### AIM OF THE EXERCISE
Every entry below should be reproduced exactly, with all pictures left out.

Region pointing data
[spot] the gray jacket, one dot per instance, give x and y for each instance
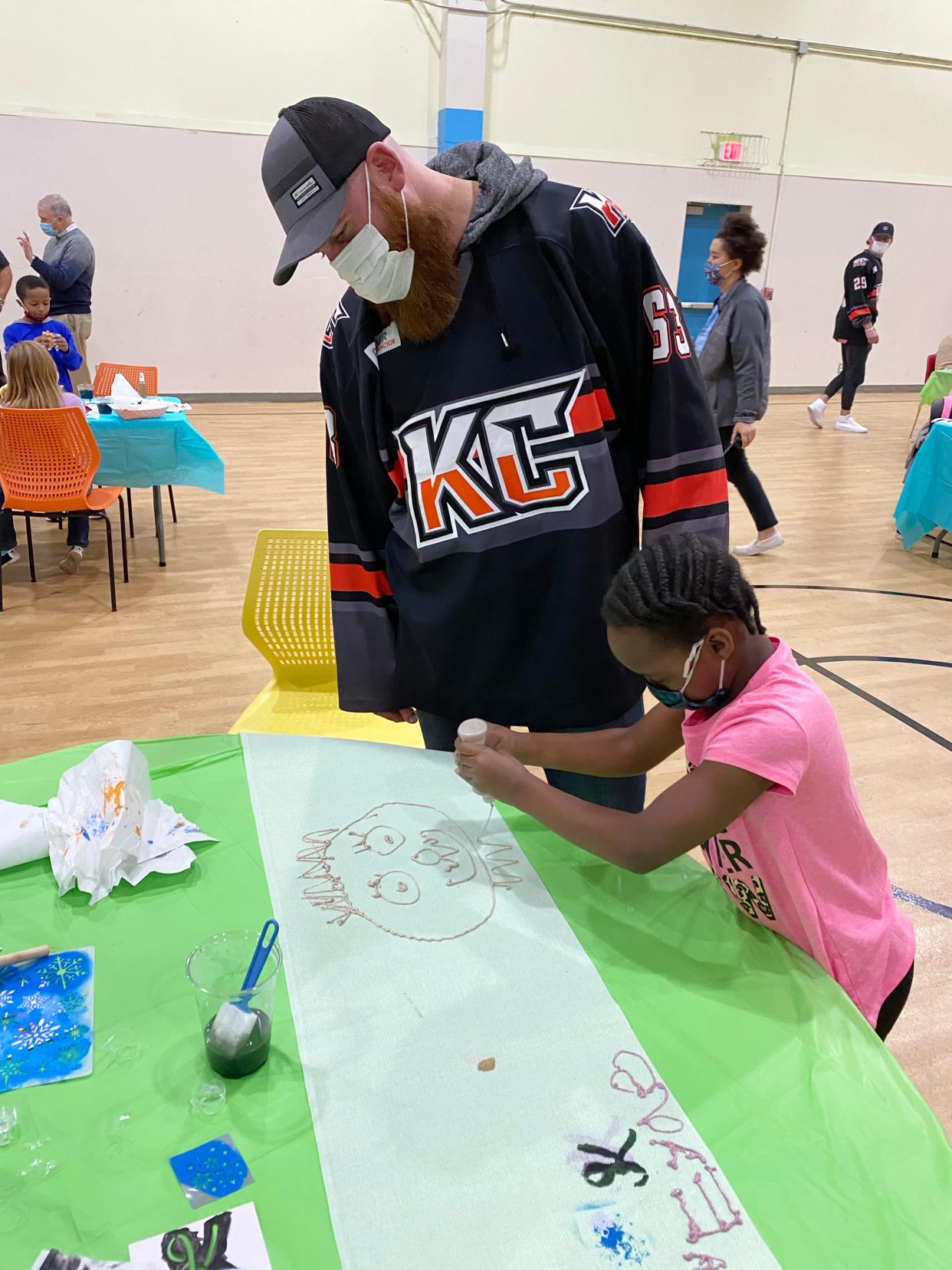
(735, 362)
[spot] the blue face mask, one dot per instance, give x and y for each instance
(675, 697)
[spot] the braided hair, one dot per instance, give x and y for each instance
(675, 584)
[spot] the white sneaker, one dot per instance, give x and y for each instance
(849, 424)
(70, 563)
(760, 545)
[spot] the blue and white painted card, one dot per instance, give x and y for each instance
(46, 1020)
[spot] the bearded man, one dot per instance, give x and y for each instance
(505, 380)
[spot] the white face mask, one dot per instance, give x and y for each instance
(367, 263)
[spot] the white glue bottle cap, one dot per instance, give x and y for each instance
(474, 732)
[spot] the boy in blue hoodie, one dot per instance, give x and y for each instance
(33, 298)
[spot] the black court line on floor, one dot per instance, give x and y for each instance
(931, 906)
(901, 660)
(858, 591)
(816, 664)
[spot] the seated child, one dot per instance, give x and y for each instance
(33, 298)
(768, 790)
(32, 385)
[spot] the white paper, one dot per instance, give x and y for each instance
(458, 1047)
(51, 1258)
(21, 834)
(244, 1244)
(122, 391)
(104, 826)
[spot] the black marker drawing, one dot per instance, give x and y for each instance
(598, 1173)
(188, 1250)
(409, 870)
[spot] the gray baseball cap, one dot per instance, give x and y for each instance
(309, 156)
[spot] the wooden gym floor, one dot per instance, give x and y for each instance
(874, 619)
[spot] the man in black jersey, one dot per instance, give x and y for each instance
(855, 328)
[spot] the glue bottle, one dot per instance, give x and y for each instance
(472, 732)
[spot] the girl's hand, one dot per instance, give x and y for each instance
(745, 431)
(491, 770)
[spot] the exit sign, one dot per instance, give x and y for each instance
(730, 151)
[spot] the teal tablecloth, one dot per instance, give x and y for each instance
(926, 502)
(166, 451)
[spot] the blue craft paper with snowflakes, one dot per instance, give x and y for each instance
(46, 1020)
(211, 1171)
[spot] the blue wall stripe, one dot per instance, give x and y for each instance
(456, 125)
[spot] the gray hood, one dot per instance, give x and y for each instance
(503, 184)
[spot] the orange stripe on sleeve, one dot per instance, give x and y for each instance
(398, 474)
(354, 577)
(590, 412)
(701, 489)
(584, 414)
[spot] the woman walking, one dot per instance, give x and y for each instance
(734, 354)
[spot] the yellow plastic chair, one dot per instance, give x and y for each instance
(287, 619)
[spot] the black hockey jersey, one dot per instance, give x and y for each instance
(484, 488)
(862, 281)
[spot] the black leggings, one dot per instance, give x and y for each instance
(747, 483)
(892, 1006)
(852, 373)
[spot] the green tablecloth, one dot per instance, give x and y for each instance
(834, 1153)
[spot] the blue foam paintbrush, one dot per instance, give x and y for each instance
(235, 1020)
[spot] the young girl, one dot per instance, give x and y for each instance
(768, 789)
(33, 385)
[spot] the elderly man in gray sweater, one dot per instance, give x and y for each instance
(67, 267)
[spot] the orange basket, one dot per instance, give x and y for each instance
(145, 412)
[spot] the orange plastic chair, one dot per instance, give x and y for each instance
(103, 387)
(48, 462)
(107, 373)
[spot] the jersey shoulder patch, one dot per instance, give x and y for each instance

### EXERCISE ANSWER
[spot] the gray jacket, one dot per instance, give x and y for each instance
(735, 362)
[spot] the blue face mask, one dot per instance, give x and y for each instance
(675, 697)
[spot] the braided hair, one dot per instance, give x and y for each instance
(675, 584)
[spot] the white sneaker, one dot per instance, give x and y for each instance
(849, 424)
(70, 563)
(760, 545)
[spot] the blue and white painted card, one dot per instance, give x and y for each instance
(46, 1020)
[spot] the bearded man, one dot per instance, give x and y for each instance
(505, 380)
[spot] the white face mask, one dot per instance, give x and y for each instance
(367, 263)
[spot] the white glue bottle cap, one dot per instance, give x and y for each instance
(474, 732)
[spot] the boy in blue hoodie, one dot per instance, give x and y for each instance
(33, 298)
[spot] the black court line on floor, one dot per instance, give x and y for each instance
(931, 906)
(901, 660)
(858, 591)
(816, 664)
[spot] the seated child, one dot per instance, give x and y for each instance
(33, 298)
(768, 790)
(32, 385)
[spot] the white paper, one dot per instance, give x and y for each instance
(458, 1047)
(51, 1258)
(21, 834)
(244, 1244)
(122, 391)
(104, 826)
[spot] the black marker drawing, one dot per instance, give x and y for each instance
(598, 1173)
(188, 1250)
(409, 870)
[spot] the gray baseball cap, one dot per instance, give x and y for each instance
(309, 156)
[spot] the wooden gym floor, one dot per instance, give x and y for each instance
(874, 619)
[spot] the man in black jersey, one dot per instance, give x and y for each instance
(855, 328)
[spot] the glue bottle, one dot per instance, give x and y for each instance
(472, 732)
[spot] the girl's hand, one dot per instance, give x and y for each instance
(745, 431)
(491, 770)
[spot] the exit sign, one dot per instance, give x and y for each instance
(730, 151)
[spot] the teal tablecloth, one dot per instance, give x and y for each instance
(926, 502)
(166, 451)
[spot] the blue craft paper with snowflakes, one dot per instance, give x and y for each instance
(46, 1020)
(211, 1171)
[spot] the blue wall stripe, one dot per instance, give x and y for each instance
(456, 125)
[spot] the gray hood, one dot per instance, give x and y for each instance
(503, 184)
[spot] the orange stripe on sleeve, one dot per instance, give x and y for each instance
(398, 474)
(354, 577)
(590, 412)
(701, 489)
(584, 414)
[spot] the woman walking, one dot per instance, give x and y for each instance
(734, 354)
[spot] the yellow plastic chair, one dot per instance, give x and y for each instance
(287, 619)
[spot] the black hockey jersey, one dot per instance, give x and y for each instance
(484, 488)
(862, 281)
[spot] the black leggings, one dot per instance, give x and y for each instance
(747, 483)
(892, 1006)
(852, 373)
[spot] the green tablecloth, one dot per instance, give x and y for each instance
(834, 1153)
[spot] the blue foam paintbrush, one dot per instance, give x and y for each instance
(235, 1020)
[spot] the young girl, one dot per instance, give x and y for each instance
(768, 789)
(33, 385)
[spot] the elderly man in gray sweater, one dot per instance, give x and y for each instance
(67, 267)
[spot] the orange basket, one dot per instance, give x and y for each instance
(145, 412)
[spot] the orange plastic chair, one dot per instance, give x and y for each instance
(103, 387)
(48, 462)
(107, 373)
[spot] the jersey shoulder patch, one dot per instance, give x and y for each instance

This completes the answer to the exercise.